··· Отрывок

В Париже юному Блезу не раз приходилось встречать таких франтов, и позднее он запишет в «Мыслях»: «Быть щеголем не слишком пустое дело, ибо это значит показать, что очень много людей работают на тебя, это значит показать на своих волосах, что у тебя есть слуга, парфюмер и т. д., на своих брыжах, лентах, позументах, что ты пользуешься услугами многих. А это не простая уж внешность, это не просто необходимые принадлежности одежды: это значит, что ты имеешь в своем распоряжении много рук. Чем больше рук в твоем распоряжении, тем ты сильнее. Быть щеголем — значит показывать свою силу».

Эта внешняя, бессодержательная и одновременно неодолимая сила словно заворожила франта, и в ожидании своей дамы он с завистью и восхищением разглядывает тех, у кого такой силы больше. Но вот появилась его дама — в бархатном платье с крупными узорами. К ее корсажу прикреплены ленты и цепочки с крайне необходимыми предметами: зеркалом, веером, часами и пр. Искушенный глаз непременно заметит и залоги любви, полученные от возлюбленного. Скорее всего это розетка из лент и жемчуга на груди у сердца или на шее, можно ее увидеть и на талии или на голове. Пускаясь в любовное приключение, дама предусмотрительно прикрыла белое личико маской из черного бархата (в эти годы еще находят нужным скрывать свои похождения), кокетливо усыпала его мушками.

······
··· Исходные данные

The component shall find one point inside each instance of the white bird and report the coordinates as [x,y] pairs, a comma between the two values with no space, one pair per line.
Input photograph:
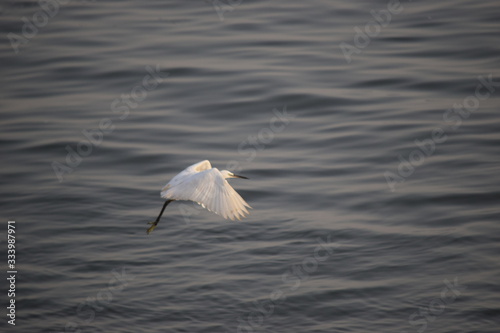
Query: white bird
[208,187]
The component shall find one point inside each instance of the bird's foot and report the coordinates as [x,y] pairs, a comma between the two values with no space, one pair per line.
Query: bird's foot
[152,227]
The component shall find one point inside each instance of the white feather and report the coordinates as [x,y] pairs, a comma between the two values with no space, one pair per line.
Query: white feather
[208,187]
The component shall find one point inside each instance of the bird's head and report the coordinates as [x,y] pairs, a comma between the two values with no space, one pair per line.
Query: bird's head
[228,174]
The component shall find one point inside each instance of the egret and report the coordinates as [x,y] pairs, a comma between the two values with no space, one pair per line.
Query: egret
[207,187]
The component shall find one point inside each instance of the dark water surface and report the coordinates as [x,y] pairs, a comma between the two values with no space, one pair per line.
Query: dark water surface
[375,194]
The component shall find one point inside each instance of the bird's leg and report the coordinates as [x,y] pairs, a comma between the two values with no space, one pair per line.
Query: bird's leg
[155,223]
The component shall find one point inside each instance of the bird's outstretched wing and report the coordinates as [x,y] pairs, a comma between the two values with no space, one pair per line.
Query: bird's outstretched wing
[209,189]
[186,173]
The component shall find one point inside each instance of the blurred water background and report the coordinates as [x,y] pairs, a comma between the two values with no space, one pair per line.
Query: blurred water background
[369,131]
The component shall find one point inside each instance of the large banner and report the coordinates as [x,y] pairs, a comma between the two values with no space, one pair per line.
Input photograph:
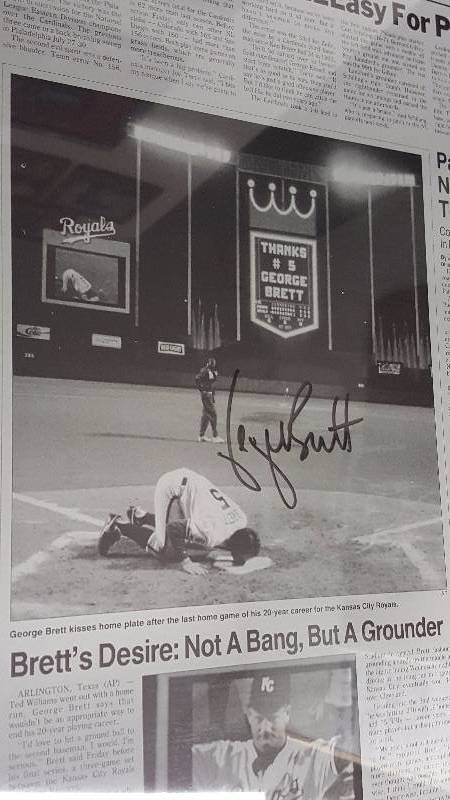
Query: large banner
[283,285]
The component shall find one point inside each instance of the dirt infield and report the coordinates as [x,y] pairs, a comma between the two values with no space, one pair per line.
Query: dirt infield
[334,544]
[365,522]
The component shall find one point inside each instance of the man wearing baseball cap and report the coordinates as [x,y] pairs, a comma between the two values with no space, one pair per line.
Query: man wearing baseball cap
[271,761]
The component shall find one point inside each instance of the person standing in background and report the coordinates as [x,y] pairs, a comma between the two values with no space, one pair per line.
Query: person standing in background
[204,382]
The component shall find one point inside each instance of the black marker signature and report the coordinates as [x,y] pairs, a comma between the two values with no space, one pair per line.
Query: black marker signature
[340,438]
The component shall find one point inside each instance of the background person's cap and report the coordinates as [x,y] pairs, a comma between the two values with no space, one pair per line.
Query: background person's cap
[270,691]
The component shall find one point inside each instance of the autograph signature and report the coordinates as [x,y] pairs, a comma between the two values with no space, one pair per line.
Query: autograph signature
[340,437]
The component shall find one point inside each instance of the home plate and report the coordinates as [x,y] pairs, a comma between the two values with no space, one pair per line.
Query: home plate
[252,565]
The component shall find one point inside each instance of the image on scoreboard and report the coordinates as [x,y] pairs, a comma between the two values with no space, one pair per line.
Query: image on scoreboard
[287,731]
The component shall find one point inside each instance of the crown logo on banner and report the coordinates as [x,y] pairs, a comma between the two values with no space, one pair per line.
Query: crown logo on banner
[290,219]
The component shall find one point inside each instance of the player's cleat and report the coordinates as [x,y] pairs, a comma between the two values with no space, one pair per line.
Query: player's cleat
[136,515]
[109,535]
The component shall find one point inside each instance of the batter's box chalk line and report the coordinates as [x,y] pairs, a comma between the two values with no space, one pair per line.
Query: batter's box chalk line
[67,541]
[252,565]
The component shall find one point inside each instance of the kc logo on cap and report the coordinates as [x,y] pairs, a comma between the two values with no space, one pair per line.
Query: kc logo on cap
[267,684]
[270,691]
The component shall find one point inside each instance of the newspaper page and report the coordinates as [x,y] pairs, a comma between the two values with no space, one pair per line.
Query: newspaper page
[225,397]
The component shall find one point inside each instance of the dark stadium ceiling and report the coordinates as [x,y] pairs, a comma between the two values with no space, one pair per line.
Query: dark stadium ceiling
[65,139]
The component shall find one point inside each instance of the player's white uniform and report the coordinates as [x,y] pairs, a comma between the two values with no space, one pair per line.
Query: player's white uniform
[80,285]
[212,516]
[300,771]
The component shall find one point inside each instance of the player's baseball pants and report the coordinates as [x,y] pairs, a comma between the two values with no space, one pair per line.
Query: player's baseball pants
[209,414]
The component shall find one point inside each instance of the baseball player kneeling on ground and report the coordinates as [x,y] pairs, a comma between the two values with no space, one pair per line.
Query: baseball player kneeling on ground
[271,761]
[210,520]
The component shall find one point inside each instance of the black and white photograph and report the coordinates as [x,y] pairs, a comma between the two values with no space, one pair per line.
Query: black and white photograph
[222,366]
[288,731]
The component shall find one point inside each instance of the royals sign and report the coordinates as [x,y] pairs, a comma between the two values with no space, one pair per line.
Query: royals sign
[283,285]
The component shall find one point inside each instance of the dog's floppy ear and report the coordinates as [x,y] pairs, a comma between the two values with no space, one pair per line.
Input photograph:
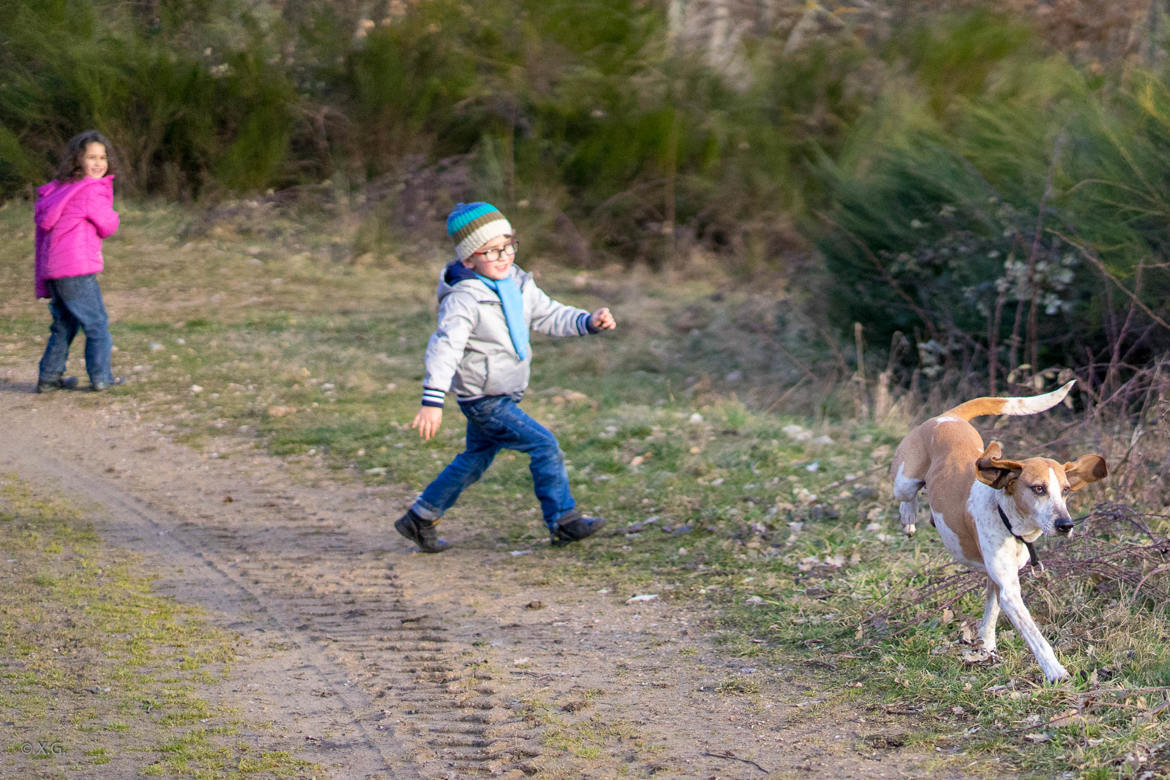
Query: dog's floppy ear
[995,471]
[1084,470]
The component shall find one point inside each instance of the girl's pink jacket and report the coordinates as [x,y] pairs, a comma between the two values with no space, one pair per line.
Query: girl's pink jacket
[71,220]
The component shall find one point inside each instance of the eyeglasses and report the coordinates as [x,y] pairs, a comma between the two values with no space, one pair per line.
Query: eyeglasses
[493,255]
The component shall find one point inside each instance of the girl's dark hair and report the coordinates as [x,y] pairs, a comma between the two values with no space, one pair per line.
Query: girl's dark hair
[70,164]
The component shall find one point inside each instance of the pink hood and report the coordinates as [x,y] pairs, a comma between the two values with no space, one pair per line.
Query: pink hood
[71,219]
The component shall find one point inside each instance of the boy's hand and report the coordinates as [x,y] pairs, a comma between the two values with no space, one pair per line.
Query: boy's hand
[427,421]
[603,321]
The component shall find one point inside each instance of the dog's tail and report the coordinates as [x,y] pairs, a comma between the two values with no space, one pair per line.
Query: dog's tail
[1029,405]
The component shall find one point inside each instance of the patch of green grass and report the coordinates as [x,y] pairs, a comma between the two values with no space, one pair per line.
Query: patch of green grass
[98,669]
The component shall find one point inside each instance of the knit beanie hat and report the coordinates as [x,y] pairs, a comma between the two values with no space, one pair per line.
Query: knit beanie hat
[473,225]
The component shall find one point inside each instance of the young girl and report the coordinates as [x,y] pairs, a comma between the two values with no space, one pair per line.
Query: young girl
[74,213]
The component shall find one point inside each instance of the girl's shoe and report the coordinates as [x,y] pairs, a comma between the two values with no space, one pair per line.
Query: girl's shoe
[107,385]
[60,382]
[573,527]
[420,531]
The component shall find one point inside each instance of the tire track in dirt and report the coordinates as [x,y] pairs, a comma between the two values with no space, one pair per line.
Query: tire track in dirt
[315,584]
[376,662]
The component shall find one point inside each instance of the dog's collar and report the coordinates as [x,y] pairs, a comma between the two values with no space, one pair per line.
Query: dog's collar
[1032,558]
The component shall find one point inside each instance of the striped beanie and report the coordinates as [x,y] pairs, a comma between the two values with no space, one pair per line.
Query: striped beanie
[473,225]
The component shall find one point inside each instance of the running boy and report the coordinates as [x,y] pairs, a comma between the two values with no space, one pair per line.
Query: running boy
[481,352]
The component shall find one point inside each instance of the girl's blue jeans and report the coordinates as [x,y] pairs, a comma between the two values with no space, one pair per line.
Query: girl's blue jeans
[75,303]
[496,422]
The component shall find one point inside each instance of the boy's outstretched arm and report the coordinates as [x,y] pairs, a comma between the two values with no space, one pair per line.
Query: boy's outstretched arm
[427,421]
[603,319]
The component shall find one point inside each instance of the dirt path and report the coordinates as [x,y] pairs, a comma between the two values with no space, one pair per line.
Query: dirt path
[378,662]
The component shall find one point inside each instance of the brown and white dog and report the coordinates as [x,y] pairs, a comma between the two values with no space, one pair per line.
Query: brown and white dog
[988,510]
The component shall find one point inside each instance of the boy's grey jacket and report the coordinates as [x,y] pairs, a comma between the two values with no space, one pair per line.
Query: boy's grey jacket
[470,351]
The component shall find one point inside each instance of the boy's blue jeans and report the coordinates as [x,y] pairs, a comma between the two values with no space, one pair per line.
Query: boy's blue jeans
[76,303]
[493,423]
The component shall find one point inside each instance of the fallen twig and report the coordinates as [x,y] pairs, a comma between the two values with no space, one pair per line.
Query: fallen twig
[733,757]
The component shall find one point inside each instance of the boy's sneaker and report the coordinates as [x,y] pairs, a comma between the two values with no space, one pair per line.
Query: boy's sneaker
[60,382]
[575,526]
[420,531]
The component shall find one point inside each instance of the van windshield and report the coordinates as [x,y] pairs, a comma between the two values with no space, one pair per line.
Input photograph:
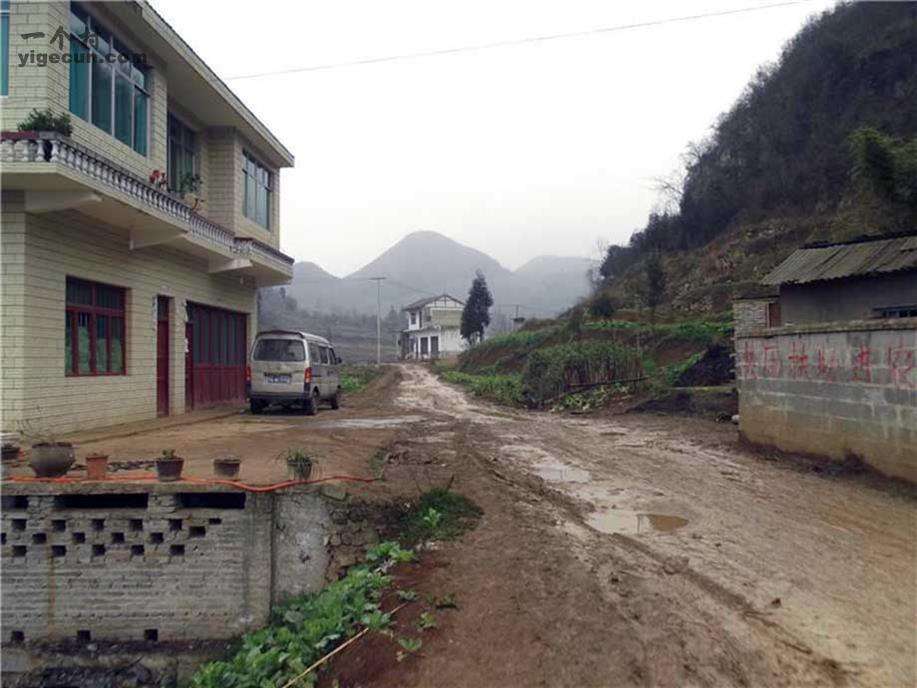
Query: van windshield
[279,350]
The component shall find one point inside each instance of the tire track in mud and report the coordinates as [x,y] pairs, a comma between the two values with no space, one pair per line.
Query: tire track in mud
[719,633]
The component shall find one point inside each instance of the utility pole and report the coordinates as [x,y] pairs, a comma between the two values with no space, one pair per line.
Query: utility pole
[378,281]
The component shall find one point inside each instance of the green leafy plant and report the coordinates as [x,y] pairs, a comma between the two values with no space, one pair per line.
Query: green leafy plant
[410,644]
[299,463]
[306,628]
[440,514]
[47,120]
[432,518]
[389,551]
[426,621]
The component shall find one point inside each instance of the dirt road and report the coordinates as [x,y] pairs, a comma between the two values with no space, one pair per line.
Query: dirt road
[650,550]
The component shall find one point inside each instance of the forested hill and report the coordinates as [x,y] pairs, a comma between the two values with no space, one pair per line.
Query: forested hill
[819,145]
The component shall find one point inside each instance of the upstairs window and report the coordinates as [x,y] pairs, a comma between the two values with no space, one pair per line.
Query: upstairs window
[93,329]
[107,85]
[4,47]
[182,152]
[256,203]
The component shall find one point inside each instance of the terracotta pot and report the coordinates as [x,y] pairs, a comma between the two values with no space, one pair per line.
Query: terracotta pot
[169,470]
[226,467]
[97,466]
[51,459]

······

> [Задания]
- 1) Процитируйте из отрывка о парижских щеголях фрагмент, который начинается со слов, содержащих «Эта внешняя, бессодержательная», и заканчивается словами «усыпала его мушками.».
- 2) Выпишите все строки, где встречается слово «windshield». Регистр букв учитывается.

> [Ответы к заданиям]
- 1)
Эта внешняя, бессодержательная и одновременно неодолимая сила словно заворожила франта, и в ожидании своей дамы он с завистью и восхищением разглядывает тех, у кого такой силы больше. Но вот появилась его дама — в бархатном платье с крупными узорами. К ее корсажу прикреплены ленты и цепочки с крайне необходимыми предметами: зеркалом, веером, часами и пр. Искушенный глаз непременно заметит и залоги любви, полученные от возлюбленного. Скорее всего это розетка из лент и жемчуга на груди у сердца или на шее, можно ее увидеть и на талии или на голове. Пускаясь в любовное приключение, дама предусмотрительно прикрыла белое личико маской из черного бархата (в эти годы еще находят нужным скрывать свои похождения), кокетливо усыпала его мушками.

- 2)
The component shall find one point inside each instance of the van windshield and report the coordinates as [x,y] pairs, a comma between the two values with no space, one pair per line.
Query: van windshield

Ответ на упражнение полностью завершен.